Write out every item below again, swapping each "Target" for "Object" and keeping everything else the same. Omit the pictures.

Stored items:
★ ★ ★ ★
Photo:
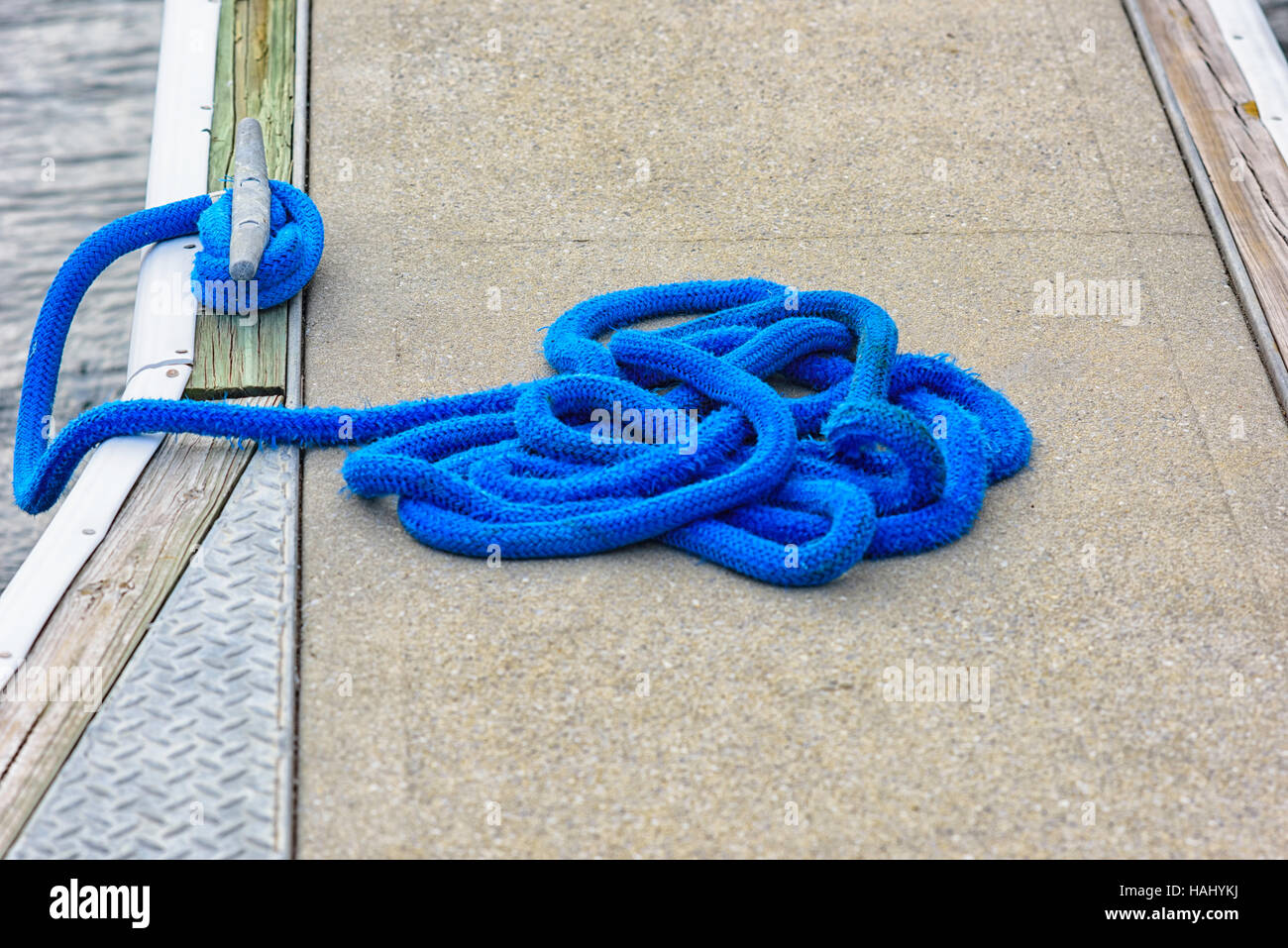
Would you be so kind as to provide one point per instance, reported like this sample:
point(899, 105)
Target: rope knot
point(292, 253)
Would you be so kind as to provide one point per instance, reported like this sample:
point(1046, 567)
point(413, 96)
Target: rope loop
point(681, 434)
★ ★ ★ ★
### Solved problem
Photo:
Would you be so kind as to provide one point per instance, reported like this sample:
point(899, 105)
Object: rope knot
point(292, 253)
Would you be so kind as to provide one point per instance, reported like this sample:
point(1046, 567)
point(413, 96)
Object: rope loop
point(681, 434)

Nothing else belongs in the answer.